* BEGIN Source material *

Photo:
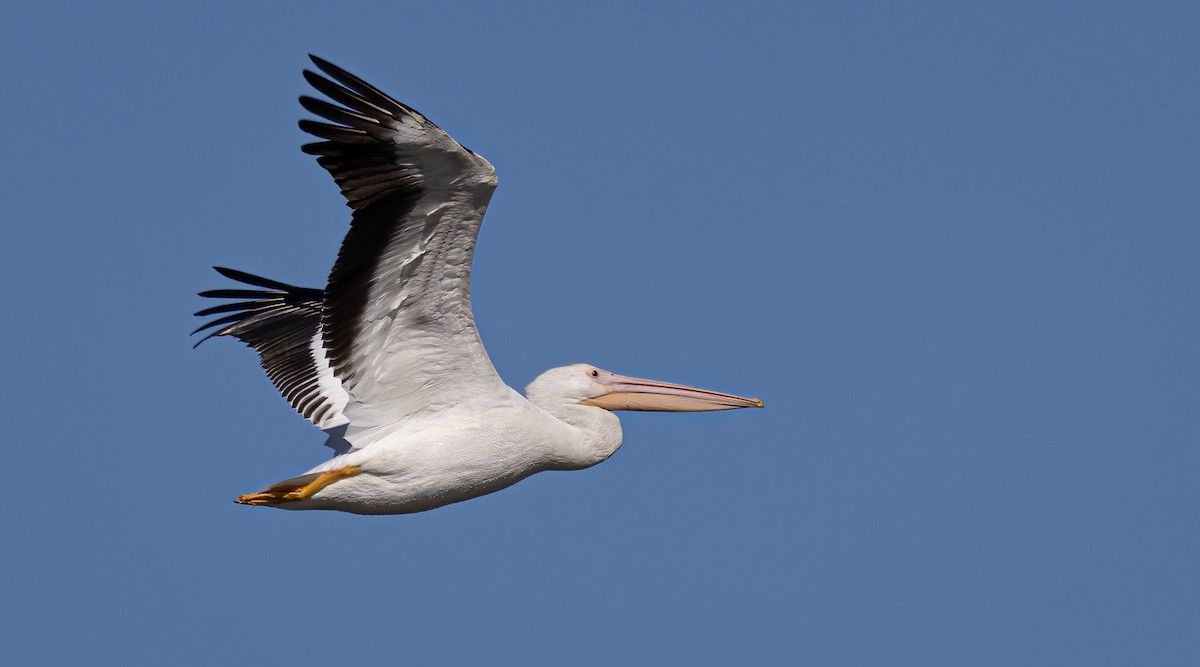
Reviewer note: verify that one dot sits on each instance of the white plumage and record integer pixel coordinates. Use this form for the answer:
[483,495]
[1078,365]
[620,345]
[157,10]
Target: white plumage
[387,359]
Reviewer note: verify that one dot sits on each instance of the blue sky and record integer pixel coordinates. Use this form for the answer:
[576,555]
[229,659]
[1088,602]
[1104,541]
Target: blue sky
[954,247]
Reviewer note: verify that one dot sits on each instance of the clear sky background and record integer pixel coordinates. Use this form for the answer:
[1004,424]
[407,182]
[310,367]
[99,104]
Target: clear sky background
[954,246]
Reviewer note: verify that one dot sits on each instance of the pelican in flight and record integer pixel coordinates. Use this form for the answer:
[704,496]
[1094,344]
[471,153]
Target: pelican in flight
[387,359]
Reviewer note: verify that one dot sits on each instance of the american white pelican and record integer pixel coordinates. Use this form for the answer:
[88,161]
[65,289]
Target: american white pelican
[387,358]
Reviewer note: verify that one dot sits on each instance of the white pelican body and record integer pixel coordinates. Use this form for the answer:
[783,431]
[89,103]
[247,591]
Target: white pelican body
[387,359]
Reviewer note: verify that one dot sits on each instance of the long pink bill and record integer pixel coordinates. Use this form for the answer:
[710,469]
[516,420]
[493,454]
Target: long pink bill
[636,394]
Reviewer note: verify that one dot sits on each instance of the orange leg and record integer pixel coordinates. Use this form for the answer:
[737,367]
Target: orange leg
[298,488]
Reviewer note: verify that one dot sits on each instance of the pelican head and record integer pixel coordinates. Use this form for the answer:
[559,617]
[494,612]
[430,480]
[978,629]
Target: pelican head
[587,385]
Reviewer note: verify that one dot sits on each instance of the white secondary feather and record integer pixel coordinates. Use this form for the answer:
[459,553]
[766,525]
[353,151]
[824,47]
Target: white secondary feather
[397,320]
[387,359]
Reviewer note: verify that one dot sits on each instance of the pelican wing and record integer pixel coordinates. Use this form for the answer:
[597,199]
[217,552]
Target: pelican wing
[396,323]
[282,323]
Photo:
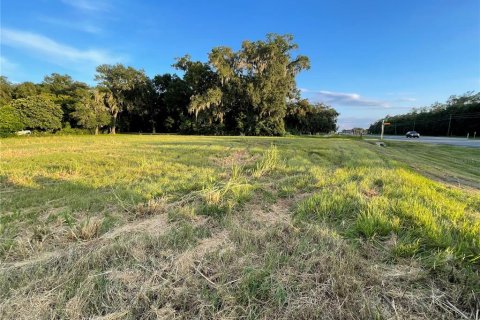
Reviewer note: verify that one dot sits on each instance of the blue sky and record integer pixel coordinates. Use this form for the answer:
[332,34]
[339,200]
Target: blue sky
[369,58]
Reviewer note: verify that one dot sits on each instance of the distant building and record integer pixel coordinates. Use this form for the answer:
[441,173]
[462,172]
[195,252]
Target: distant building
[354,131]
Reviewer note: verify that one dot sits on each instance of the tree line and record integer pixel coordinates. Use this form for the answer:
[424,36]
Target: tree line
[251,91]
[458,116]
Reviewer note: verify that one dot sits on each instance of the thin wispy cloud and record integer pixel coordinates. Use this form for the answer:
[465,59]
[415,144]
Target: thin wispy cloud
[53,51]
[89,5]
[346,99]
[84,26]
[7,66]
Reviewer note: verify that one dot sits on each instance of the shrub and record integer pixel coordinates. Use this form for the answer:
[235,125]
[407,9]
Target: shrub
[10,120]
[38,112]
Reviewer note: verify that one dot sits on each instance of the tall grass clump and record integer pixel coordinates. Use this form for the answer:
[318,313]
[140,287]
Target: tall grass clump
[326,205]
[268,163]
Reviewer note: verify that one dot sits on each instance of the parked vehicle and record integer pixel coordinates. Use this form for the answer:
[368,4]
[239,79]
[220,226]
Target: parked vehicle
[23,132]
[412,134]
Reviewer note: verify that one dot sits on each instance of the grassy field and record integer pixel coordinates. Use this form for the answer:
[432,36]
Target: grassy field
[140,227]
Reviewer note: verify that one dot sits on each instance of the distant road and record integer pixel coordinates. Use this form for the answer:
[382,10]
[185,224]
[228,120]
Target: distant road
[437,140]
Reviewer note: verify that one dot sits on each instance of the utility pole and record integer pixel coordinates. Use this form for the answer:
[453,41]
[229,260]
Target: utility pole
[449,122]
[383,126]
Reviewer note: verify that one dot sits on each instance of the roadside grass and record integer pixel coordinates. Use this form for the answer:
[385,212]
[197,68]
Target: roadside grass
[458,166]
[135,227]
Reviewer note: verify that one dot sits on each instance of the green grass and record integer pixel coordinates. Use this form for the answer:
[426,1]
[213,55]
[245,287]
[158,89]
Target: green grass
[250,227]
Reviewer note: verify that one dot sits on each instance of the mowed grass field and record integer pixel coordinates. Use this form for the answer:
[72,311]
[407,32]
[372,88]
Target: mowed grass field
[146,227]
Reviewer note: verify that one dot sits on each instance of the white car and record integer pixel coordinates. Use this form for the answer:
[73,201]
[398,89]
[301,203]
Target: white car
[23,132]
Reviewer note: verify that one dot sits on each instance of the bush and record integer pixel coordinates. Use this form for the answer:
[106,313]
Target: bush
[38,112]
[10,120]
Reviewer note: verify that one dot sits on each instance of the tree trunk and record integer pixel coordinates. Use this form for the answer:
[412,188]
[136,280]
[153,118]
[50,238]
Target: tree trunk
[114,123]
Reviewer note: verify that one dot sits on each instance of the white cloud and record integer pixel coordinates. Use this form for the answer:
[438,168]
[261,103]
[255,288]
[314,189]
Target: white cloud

* END Source material *

● Problem statement
Copy every one of the entries above verbatim, leaving the pictures out.

● Worked answer
Photo:
Reviewer note: verify that one dot sits on each instance of the white plumage and record integer pixel coordinates. Use this form for the answer:
[483,495]
[1078,365]
[620,345]
[157,10]
Target: white plumage
[387,359]
Reviewer note: verify that one dot sits on each instance of the blue sky and record integer pixel coordinates. Use this form for the answer:
[576,555]
[229,659]
[1088,602]
[1104,541]
Target: blue sky
[954,247]
Reviewer note: verify that one dot sits on each instance of the clear sky background and record integer pixel coordinates. Use this form for the answer:
[1004,424]
[407,182]
[310,367]
[99,104]
Target: clear sky background
[954,246]
Reviewer note: verify that one dot sits on each instance of the pelican in flight and record integer pixel coordinates. Use this form for the answer:
[704,496]
[1094,344]
[471,153]
Target: pelican in flight
[387,359]
Reviewer note: verify that one dot sits on each instance of the american white pelican and record integer pixel coordinates. Use this form for the answer:
[88,161]
[65,289]
Target: american white pelican
[387,358]
Reviewer note: verify that one dot sits on each instance of the white pelican body and record integer pixel coordinates. Use this form for the answer:
[783,431]
[89,103]
[247,591]
Target: white pelican body
[387,359]
Reviewer note: verify that one dot sits on each instance of the long pink bill and record integer pixel coordinates. Use this form for the answer:
[710,469]
[516,420]
[493,454]
Target: long pink bill
[636,394]
Reviewer note: verify that one dot sits on each instance of the orange leg and record integer pixel coordinates. Use this form for the answer:
[737,367]
Target: orange leg
[298,488]
Reviewer note: verify that one dot sits on each instance of the pelican head and record integer pixel coordinates. Use this form for the answer:
[559,617]
[494,612]
[430,480]
[978,629]
Target: pelican head
[587,385]
Reviewer note: verify that one dot sits on each instance of the white secondary feather and record integer pixel coordinates. Use this form for the answer:
[459,553]
[766,525]
[353,151]
[824,47]
Target: white secondary feather
[397,320]
[387,359]
Reviewer note: verify that one dot sits on each instance of the pelican wing and record integer pixel coordinates. Use this form for the answer:
[597,199]
[217,552]
Target: pelican wing
[396,323]
[282,323]
Photo:
Reviewer note: verify that one dot sits on each instance of the blue sky and record integer pixel coordinates. Use this form for the answer:
[332,34]
[339,200]
Target: blue sky
[369,58]
Reviewer note: verify that one dot sits on each instance of the distant building and record integer pixel coordinates. Use this form for the answer:
[441,173]
[462,172]
[195,252]
Target: distant building
[354,131]
Reviewer note: verify that one dot sits on each instance of the tree line and record integer pixel coordinates. Use this form for the answer:
[424,36]
Target: tree line
[251,91]
[458,116]
Reviewer note: verify that one dot sits on each instance of the thin wispy cloud and record integer pixel coordinates. Use this form for the answer:
[465,59]
[415,144]
Target: thin wispy cloud
[53,51]
[89,5]
[346,99]
[84,26]
[7,66]
Reviewer note: verify that one dot sits on each instance of the shrub and record integer pixel coordinates. Use this form for the answer:
[235,125]
[407,9]
Target: shrub
[10,120]
[38,112]
Reviewer note: verify that one dot sits on each instance of the tall grass clump and record integer pixel coordinates. Use this form for the answer:
[318,313]
[140,287]
Target: tall grass clump
[326,205]
[268,163]
Reviewer note: verify that one dot sits on each instance of the parked vehicle and record integer pixel coordinates. Use this form for the answer:
[368,4]
[239,79]
[220,226]
Target: parked vehicle
[23,132]
[412,134]
Reviewer note: verify that one dot sits on each instance of the grassy field and record integer pixel coordinates. Use this form for the answer:
[432,36]
Target: grassy field
[140,227]
Reviewer note: verify that one dot sits on each instance of the distant road and record integer pixel coordinates. Use this form for the answer:
[382,10]
[185,224]
[228,120]
Target: distant road
[437,140]
Reviewer note: verify that one dot sits on each instance of the utility pole and record integer pixel coordinates. Use this form for the answer:
[453,41]
[229,260]
Target: utility pole
[449,122]
[383,126]
Reviewer note: verify that one dot sits on each instance of the roadside grass and record integer pixel coordinates. Use this form for the answer:
[385,212]
[197,68]
Target: roadside grass
[458,166]
[135,227]
Reviewer note: verify that one dot sits on each instance of the green grass and record integer pixel coordinates. Use this form for the answer:
[426,1]
[213,55]
[245,287]
[158,89]
Target: green grass
[250,227]
Reviewer note: verify that one dot sits on each instance of the mowed grass field and record integer pixel coordinates. Use this form for the answer:
[72,311]
[407,32]
[372,88]
Target: mowed grass field
[146,227]
Reviewer note: verify that one dot sits on each instance of the white car and record integer pixel coordinates. Use this form for the answer:
[73,201]
[398,89]
[301,203]
Target: white car
[23,132]
Reviewer note: verify that one dot sits on each instance of the bush and record integer pixel coordinates. Use this form for the answer:
[106,313]
Target: bush
[38,112]
[10,120]
Reviewer note: verify that one dot sits on each instance of the tree trunk and record integer pixel coordinates. Use this form for the answer:
[412,188]
[136,280]
[153,118]
[50,238]
Target: tree trunk
[114,123]
Reviewer note: verify that one dot sits on each instance of the white cloud and record integer pixel coordinates. Use this form for the answer:
[438,168]
[261,103]
[255,288]
[314,189]
Target: white cloud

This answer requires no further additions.